* start Information shown *

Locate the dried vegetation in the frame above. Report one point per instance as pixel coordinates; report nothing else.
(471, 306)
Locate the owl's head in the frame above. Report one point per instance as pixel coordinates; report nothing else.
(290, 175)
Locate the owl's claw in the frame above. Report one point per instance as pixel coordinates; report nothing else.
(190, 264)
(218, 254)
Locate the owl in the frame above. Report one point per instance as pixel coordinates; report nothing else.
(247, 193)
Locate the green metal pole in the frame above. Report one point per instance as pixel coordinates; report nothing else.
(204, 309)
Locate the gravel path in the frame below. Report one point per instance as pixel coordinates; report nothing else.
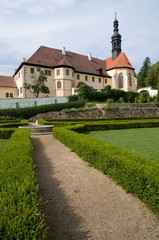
(82, 203)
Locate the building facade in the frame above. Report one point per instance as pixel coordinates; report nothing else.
(66, 70)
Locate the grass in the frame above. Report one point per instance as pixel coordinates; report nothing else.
(142, 141)
(2, 144)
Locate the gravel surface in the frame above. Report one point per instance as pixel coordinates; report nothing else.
(82, 203)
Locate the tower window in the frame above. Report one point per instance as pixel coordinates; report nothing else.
(59, 84)
(58, 72)
(32, 70)
(48, 72)
(67, 72)
(129, 79)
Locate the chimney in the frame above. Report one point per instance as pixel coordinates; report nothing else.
(64, 51)
(90, 57)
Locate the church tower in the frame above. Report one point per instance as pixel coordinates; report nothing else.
(116, 40)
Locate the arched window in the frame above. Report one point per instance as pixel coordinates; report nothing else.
(120, 80)
(129, 79)
(59, 84)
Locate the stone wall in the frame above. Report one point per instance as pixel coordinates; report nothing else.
(105, 111)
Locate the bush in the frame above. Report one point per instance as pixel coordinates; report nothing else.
(20, 208)
(13, 124)
(6, 133)
(29, 112)
(136, 174)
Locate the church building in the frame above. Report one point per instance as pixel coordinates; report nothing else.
(66, 70)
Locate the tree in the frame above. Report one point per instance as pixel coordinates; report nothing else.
(38, 84)
(142, 75)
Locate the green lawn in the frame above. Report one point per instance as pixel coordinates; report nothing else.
(2, 144)
(143, 141)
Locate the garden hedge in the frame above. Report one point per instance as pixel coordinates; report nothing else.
(5, 133)
(20, 207)
(29, 112)
(105, 124)
(137, 175)
(12, 124)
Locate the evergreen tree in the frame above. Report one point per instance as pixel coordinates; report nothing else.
(142, 75)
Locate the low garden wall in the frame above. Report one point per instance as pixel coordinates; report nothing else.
(105, 111)
(136, 174)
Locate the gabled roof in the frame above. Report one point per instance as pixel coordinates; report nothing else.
(120, 62)
(6, 81)
(52, 58)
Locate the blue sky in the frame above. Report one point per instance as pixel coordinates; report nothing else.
(82, 26)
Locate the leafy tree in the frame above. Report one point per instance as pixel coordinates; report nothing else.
(153, 76)
(142, 75)
(38, 84)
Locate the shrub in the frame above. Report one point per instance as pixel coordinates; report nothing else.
(20, 208)
(110, 100)
(5, 133)
(29, 112)
(136, 174)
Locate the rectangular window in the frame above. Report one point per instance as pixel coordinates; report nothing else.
(32, 70)
(58, 72)
(67, 72)
(48, 72)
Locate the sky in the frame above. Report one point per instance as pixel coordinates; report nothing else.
(81, 26)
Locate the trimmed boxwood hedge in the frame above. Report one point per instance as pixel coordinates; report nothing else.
(5, 133)
(137, 175)
(12, 124)
(30, 112)
(20, 207)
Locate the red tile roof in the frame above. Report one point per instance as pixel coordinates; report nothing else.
(53, 58)
(120, 62)
(6, 81)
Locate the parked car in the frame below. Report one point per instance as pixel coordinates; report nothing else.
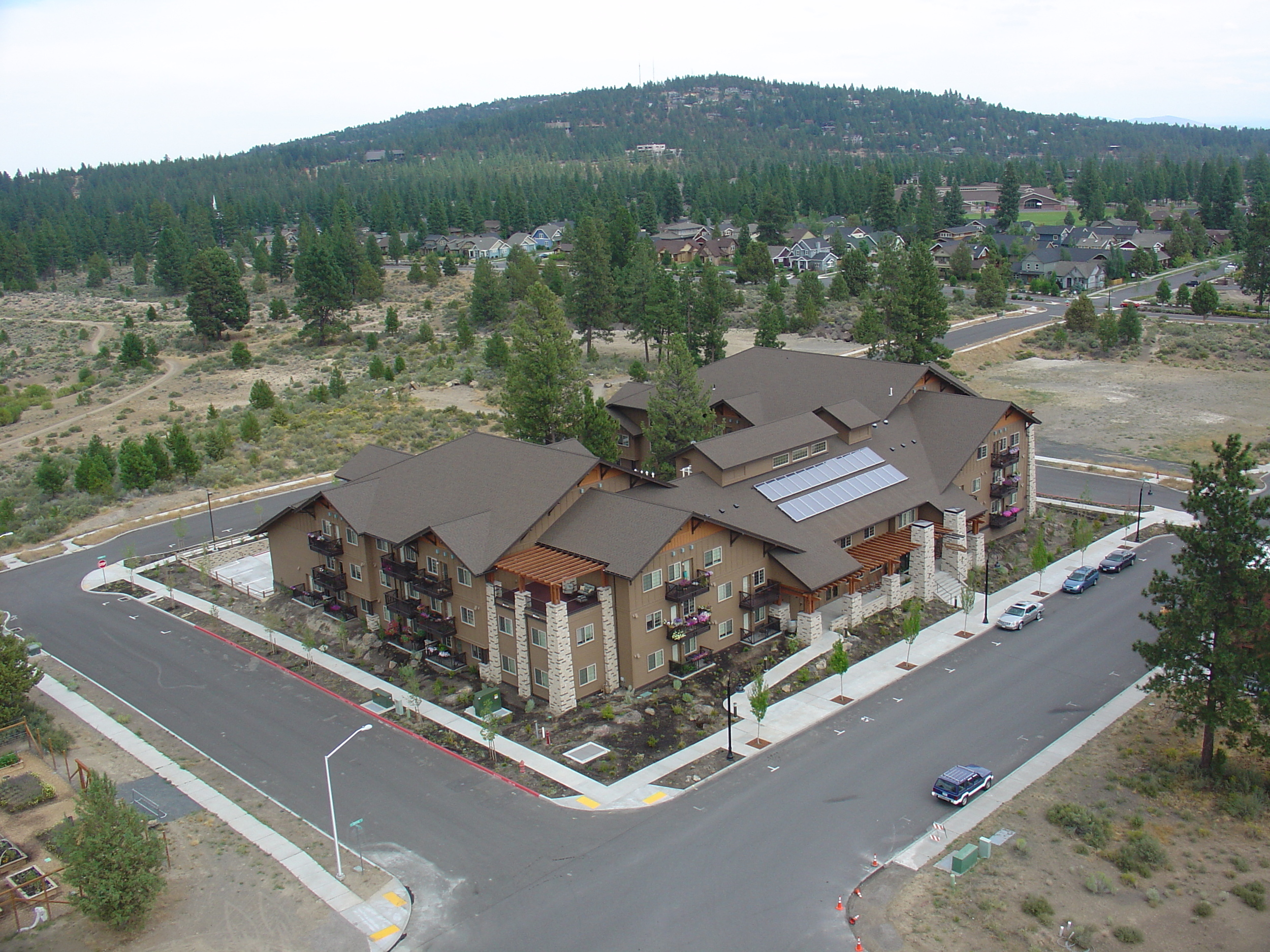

* end Information shown *

:: Your instructions ::
In this exercise, set down all of the data exactly, without the pictures.

:: Solution for this problem ::
Locate the dried vegetation in the frame above. Report one point per instance as pixel coordinates; report nothing else.
(471, 306)
Locate the owl's head in the frame above. Report one point per instance as pixel coordinates; report nothing else.
(290, 175)
Locate the owl's claw in the frame above. Report one point per instance as pixel coordinates; report nothing else.
(190, 264)
(218, 254)
Locate the owl in the frame above. Report one point per instance as pixel coordinates; report nothing else.
(247, 193)
Locate the green metal pole in the frame above. Report one point per instance as pixel coordinates; report nothing else.
(204, 309)
Locate the gravel path in the frame below. Report one point per instance as pixel coordinates; report nothing else.
(82, 203)
Locate the building facade in the frame above. Report one point per instance as pixel coordinates; report nothing else.
(66, 70)
Locate the grass in the frame above. Report one point per instance as pixel coordinates; report nothing else.
(142, 141)
(2, 144)
Locate the gravel surface in the frame above. Report one point per instance as pixel coordinates; report nothing else.
(82, 203)
Locate the tower window in the frame above. Report one point per instance as pixel coordinates; report nothing else.
(59, 84)
(58, 72)
(32, 70)
(48, 72)
(67, 72)
(129, 79)
Locate the chimney in the frame above. Report one point per instance as pixel coordinates; report nothing else.
(64, 51)
(90, 57)
Locate the church tower in the frame above. Report one point per instance as pixel coordinates; report nothing else.
(116, 40)
Locate the arched window in the frame above. Report one point per instance as pixel coordinates; report nothing else.
(120, 80)
(129, 79)
(59, 84)
Locate the stone wall in the frame above. Report one point per instance as pixel coordinates; report nothing else.
(105, 111)
Locate the bush in the frame above. Report one point per instance as pixel coordinates; report nothing else.
(20, 208)
(13, 124)
(6, 133)
(29, 112)
(136, 174)
Locate the church building in the frame above. Report one point per instance as pixel coordinates; report nothing else.
(66, 70)
Locate the tree in the frame above. Report one point per instance as pixel coordinates; report nothing else.
(38, 84)
(142, 75)
Locate the green lawn in the frame above. Report one point per instance as pixel coordinates; report nothing else.
(2, 144)
(143, 141)
Locate the garden hedge in the frame above. Report one point per instance as pixel coordinates; report nothing else.
(5, 133)
(20, 207)
(29, 112)
(105, 124)
(137, 175)
(12, 124)
Locate the evergreen tree in the frame above. Report one point per instance as pixel coordinates; report nothing else.
(142, 75)
Locate the low garden wall in the frame above. Report one point per instance as pixel coordinates; report nothing else.
(105, 111)
(136, 174)
Locate the gabled roof in the frame above. Report one point per instance as pixel coordinates; report nothing else.
(120, 62)
(6, 81)
(52, 58)
Locate the blue sky in the frame above. Report one point per instance as pixel coordinates; report nothing else.
(82, 26)
Locate the leafy tree in the frame above. Report one point per instance as pixel coordinates; report nothing else.
(153, 76)
(142, 75)
(38, 84)
Locate the shrub in the frame above. Report one point per instance as pixel coordinates; report nothing else.
(20, 208)
(110, 100)
(5, 133)
(29, 112)
(136, 174)
Locate the rectangular window in the frame above. Report one point per instance as pixel coordinates; report nothing else.
(32, 70)
(58, 72)
(67, 72)
(48, 72)
Locate the sky in the frame above. Report one point per instance as pixel coordinates; report nothing else.
(81, 26)
Locate the trimmed boxwood hedge in the frame above. Report one point per instance as pixel coordinates; report nothing else.
(5, 133)
(137, 175)
(12, 124)
(30, 112)
(20, 207)
Locate the red tile roof in the frame above. Report one point per instance as pixel coordinates; report nothing else.
(53, 58)
(120, 62)
(6, 81)
Locate the parked car in the frame below. Report one point per instance as pixel coordinates; report nothing else.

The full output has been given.